▸ Data shown:
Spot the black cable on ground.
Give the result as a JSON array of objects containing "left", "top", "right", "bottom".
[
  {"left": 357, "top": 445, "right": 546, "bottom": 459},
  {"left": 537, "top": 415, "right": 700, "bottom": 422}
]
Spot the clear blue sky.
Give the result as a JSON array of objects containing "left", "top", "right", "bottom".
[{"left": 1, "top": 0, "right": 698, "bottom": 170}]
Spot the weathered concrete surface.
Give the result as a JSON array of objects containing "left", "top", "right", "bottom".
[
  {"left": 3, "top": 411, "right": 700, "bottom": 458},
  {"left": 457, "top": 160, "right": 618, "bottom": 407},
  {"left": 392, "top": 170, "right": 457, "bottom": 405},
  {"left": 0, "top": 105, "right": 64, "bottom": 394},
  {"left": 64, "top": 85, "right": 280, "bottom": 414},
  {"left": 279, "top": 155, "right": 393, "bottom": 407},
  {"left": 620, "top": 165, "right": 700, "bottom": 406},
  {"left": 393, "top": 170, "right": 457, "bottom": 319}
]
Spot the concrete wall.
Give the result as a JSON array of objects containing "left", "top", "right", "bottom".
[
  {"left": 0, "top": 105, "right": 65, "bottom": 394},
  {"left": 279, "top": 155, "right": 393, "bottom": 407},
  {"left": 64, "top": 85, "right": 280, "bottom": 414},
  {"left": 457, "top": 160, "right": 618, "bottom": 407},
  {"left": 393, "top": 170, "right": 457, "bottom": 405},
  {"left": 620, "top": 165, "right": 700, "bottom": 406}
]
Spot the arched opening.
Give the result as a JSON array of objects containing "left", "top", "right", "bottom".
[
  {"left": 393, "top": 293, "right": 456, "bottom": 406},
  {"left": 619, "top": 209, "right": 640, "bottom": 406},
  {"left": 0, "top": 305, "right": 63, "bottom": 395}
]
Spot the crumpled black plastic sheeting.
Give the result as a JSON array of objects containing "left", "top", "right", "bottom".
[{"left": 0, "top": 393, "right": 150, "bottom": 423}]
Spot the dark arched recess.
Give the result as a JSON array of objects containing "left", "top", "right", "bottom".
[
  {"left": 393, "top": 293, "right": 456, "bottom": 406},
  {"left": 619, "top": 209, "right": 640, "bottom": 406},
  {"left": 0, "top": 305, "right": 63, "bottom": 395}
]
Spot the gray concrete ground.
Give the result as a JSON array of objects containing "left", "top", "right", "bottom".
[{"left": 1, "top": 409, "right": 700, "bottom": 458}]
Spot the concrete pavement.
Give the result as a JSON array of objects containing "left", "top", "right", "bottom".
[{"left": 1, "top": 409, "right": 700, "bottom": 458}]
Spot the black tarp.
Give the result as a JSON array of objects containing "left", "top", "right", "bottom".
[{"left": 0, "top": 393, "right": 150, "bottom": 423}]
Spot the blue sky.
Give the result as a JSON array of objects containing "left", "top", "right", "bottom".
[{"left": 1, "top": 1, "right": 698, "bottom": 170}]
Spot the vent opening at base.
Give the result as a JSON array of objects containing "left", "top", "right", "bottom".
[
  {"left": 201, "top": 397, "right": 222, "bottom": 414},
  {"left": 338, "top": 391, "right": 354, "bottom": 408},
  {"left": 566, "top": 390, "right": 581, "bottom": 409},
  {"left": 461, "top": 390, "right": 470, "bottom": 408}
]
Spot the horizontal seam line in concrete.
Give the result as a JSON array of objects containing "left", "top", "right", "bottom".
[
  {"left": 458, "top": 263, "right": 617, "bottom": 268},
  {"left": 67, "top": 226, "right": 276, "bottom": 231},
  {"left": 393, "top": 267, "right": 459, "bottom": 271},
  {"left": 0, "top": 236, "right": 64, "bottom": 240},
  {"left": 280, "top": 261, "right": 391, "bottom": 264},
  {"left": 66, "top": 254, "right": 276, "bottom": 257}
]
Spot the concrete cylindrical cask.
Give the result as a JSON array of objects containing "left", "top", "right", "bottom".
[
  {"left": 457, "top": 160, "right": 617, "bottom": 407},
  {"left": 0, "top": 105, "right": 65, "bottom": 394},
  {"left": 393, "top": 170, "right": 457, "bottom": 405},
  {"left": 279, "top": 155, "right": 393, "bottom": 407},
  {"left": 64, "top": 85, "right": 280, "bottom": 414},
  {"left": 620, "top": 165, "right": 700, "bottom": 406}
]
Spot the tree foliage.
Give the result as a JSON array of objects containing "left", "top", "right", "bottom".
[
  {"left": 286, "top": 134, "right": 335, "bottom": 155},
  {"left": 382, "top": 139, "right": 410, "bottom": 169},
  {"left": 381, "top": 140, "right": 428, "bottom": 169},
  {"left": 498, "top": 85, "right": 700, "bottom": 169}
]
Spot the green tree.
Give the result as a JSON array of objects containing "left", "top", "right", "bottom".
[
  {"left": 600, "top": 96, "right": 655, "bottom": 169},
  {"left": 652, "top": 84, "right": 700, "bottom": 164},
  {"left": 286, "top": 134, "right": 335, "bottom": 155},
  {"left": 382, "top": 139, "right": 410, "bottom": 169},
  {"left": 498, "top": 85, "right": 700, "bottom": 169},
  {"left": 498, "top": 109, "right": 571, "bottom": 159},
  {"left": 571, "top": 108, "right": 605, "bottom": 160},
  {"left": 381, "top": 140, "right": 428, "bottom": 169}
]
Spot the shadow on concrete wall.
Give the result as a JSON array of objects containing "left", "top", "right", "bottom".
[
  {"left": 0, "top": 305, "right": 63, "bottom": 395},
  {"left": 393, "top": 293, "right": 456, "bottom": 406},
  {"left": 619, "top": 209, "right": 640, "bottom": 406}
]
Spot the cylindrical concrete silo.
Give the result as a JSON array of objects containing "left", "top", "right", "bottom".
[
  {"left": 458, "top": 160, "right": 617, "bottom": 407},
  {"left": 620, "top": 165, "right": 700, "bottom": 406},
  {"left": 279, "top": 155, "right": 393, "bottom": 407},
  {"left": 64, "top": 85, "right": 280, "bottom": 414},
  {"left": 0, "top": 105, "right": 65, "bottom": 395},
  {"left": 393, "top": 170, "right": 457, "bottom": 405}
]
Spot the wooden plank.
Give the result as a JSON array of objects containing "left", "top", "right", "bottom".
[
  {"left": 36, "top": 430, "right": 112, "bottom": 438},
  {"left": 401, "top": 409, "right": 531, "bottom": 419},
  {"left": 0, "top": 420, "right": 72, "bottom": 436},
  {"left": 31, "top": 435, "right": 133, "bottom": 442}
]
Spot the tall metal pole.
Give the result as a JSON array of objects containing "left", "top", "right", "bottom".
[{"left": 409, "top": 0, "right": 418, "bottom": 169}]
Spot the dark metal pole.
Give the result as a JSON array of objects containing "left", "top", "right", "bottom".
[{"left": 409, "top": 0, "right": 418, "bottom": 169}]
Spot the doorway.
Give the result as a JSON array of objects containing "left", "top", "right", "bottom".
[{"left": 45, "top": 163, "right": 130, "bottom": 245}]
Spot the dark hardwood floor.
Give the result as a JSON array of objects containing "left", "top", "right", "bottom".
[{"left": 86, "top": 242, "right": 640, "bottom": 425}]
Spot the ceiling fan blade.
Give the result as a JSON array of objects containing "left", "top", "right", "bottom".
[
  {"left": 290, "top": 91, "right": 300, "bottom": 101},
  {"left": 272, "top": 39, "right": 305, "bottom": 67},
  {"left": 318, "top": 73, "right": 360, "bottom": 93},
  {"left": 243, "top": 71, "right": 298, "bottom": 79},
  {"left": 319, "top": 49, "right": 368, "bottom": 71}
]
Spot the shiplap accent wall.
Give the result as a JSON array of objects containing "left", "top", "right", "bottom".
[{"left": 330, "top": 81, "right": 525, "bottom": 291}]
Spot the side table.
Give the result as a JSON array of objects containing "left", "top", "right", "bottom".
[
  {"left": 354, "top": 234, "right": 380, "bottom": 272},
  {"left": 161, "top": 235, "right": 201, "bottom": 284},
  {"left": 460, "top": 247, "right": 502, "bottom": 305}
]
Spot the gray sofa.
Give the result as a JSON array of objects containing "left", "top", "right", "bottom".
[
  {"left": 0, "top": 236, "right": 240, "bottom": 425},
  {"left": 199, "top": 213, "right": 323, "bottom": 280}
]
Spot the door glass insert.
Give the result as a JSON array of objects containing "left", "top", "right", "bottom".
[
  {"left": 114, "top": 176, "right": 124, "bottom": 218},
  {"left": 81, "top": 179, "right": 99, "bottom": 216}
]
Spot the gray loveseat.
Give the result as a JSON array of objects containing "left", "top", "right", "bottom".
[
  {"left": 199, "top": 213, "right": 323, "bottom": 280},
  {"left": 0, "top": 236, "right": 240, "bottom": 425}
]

▸ To do: Report the number of lines in the entries above that include the string "black". Give nothing but the number.

▸ Task solution: 3